Text passage:

● ● ●

Ab Initio Study of Proton Transfer in [H3N-H-NH3]+ and [H3N-H-OH2]+
Lukasz Jaroszewski, Bogdan Lesyng, John J. Tanner and J. Andrew McCammon
Quantum mechanical ab initio calculations at the MP2/6-31G* level are performed on two proton bound dimer systems, [H3N-H-NH3]+ and [H3N-H-OH2]+. Several calculations using a medium-size polarized basis set were performed as a check of the 6-31G* results. Energies are calculated at heavy-atom separations of 2.25-3.25 Angstroms. At fixed monomer separations, H is moved along the intermonomer axis, thus mapping out the proton transfer potential energy surface. For the ammonia dimer, the energy for displacements of H perpendicular to the N-N axis are also calculated. For the ammonia-water dimer, two different binding geometries for the water molecule are considered. All data are fit to analytical functions. We discuss the effects of squeezing and stretching the donor-acceptor distance on proton transfer.
π Orbitals in Quantum Path Integral Simulations of Electron Transfer Paths
Ralph A. Wheeler and J. Andrew McCammon
Experiments have implicated conjugated π systems as determinants of electron transfer paths or rates in biological systems such as ruthenium-modified zinc myoglobins and hemoglobin hybrids. Quantum path integral simulations of an excess electron interacting with two Coulombic potential wells, plus an ethylene or ethane molecule, are reported here and show that ethylene is less repulsive than ethane at distances up to 1.2 nm from the carbon-carbon axis. Ethylene's low energy π LUMO is directly responsible for the attenuated repulsive pseudopotential of ethylene relative to ethane, primarily 0.2 to 0.3 nm from their C-C bonds. Thus evidence of the lower repulsion of ethylene persists at distances beyond those where interaction potentials exhibit significant differences and confirms the suggested involvement of π orbitals in determining long-range electron transfer paths.

● ● ●

Activity: Name each distinct author listed in the text on proton and electron transfer, giving each person only once. These items were taken from a different source than the text.

[Stored dataset items]

● ● ●

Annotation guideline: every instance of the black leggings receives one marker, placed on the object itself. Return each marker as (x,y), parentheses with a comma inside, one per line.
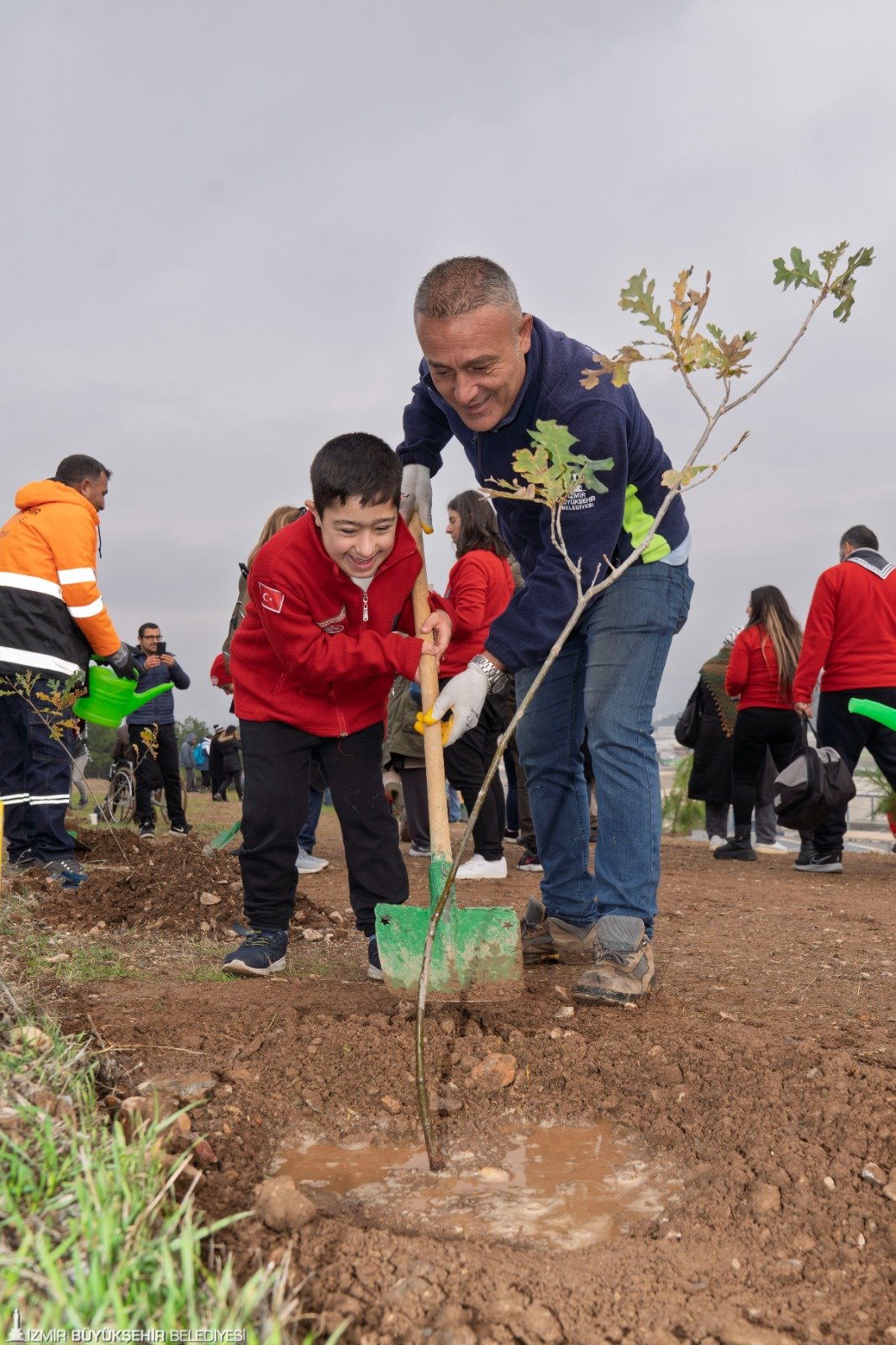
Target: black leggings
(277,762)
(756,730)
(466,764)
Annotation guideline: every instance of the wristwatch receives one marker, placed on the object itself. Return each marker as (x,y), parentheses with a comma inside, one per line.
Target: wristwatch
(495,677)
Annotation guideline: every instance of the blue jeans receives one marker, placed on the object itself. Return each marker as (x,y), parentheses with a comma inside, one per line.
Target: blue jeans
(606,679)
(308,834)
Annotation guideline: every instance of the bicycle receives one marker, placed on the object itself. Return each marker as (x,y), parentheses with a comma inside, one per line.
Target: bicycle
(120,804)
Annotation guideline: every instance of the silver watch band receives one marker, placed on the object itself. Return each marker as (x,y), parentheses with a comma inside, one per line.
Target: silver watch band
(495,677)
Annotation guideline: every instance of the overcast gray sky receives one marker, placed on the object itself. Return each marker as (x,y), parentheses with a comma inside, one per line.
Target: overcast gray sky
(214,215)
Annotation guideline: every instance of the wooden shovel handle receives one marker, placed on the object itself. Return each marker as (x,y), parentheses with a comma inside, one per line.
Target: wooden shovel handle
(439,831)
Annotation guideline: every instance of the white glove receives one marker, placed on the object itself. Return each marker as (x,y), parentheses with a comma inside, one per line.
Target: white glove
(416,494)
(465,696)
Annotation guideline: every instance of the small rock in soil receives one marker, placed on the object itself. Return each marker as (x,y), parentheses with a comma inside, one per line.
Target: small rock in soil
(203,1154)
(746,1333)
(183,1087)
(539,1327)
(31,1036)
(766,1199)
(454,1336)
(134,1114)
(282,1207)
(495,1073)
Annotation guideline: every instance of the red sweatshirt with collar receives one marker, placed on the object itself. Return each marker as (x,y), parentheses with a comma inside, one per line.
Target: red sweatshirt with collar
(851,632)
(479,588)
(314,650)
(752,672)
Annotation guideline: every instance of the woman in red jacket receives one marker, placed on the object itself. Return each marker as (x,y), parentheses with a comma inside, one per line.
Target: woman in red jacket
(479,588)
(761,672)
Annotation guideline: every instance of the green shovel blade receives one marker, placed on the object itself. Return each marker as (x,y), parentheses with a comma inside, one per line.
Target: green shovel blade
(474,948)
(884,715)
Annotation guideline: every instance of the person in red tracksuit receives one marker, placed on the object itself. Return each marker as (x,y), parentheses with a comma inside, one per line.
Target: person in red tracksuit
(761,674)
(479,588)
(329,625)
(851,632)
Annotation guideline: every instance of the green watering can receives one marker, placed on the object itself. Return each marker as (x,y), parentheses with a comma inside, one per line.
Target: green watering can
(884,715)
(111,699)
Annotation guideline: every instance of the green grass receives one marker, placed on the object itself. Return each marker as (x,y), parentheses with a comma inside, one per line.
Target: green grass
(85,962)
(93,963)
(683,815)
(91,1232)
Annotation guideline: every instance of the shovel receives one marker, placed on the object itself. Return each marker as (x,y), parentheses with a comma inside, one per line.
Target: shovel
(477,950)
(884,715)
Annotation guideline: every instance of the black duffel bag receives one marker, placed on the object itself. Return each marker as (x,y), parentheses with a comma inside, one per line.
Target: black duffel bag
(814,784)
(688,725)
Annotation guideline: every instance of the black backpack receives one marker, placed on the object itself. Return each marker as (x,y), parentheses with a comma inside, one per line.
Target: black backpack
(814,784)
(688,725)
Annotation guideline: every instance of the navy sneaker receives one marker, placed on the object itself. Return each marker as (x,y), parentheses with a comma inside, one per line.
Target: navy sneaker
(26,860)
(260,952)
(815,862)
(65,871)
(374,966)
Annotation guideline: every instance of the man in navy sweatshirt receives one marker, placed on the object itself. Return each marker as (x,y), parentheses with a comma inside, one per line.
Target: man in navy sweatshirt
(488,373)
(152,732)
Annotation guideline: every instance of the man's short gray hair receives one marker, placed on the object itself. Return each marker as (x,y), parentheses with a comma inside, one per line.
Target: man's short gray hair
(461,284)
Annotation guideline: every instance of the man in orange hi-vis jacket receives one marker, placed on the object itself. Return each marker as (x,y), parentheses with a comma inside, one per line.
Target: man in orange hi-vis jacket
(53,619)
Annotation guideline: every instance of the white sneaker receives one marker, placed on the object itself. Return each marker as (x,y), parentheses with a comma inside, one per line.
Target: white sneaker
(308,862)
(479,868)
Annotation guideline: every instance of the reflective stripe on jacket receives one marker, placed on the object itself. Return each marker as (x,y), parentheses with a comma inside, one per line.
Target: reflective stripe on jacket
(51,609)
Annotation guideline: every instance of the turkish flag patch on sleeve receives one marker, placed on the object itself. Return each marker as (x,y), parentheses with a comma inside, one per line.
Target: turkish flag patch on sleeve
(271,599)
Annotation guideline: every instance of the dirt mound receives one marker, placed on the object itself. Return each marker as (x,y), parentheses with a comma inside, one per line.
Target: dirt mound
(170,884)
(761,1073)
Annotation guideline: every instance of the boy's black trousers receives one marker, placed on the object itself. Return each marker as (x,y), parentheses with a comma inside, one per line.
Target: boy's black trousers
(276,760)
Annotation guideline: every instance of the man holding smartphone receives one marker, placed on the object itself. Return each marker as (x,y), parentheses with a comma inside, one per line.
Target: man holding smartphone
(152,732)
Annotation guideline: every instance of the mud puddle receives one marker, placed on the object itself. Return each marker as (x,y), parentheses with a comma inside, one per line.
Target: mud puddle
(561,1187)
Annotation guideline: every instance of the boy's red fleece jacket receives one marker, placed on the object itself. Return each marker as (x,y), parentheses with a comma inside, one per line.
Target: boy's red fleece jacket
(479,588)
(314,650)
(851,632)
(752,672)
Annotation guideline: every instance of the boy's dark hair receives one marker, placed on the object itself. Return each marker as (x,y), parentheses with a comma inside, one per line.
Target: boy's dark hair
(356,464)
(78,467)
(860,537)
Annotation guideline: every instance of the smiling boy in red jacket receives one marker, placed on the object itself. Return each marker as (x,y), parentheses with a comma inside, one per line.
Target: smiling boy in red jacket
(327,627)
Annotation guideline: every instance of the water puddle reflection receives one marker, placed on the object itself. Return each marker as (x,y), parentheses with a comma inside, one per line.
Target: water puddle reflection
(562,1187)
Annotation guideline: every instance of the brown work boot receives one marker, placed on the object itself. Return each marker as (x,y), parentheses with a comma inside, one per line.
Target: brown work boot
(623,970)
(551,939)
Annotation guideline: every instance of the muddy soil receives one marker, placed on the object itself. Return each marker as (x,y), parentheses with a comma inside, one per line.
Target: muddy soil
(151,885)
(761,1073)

● ● ●

Result for this exercise:
Lukasz Jaroszewski
Bogdan Lesyng
John J. Tanner
J. Andrew McCammon
Ralph A. Wheeler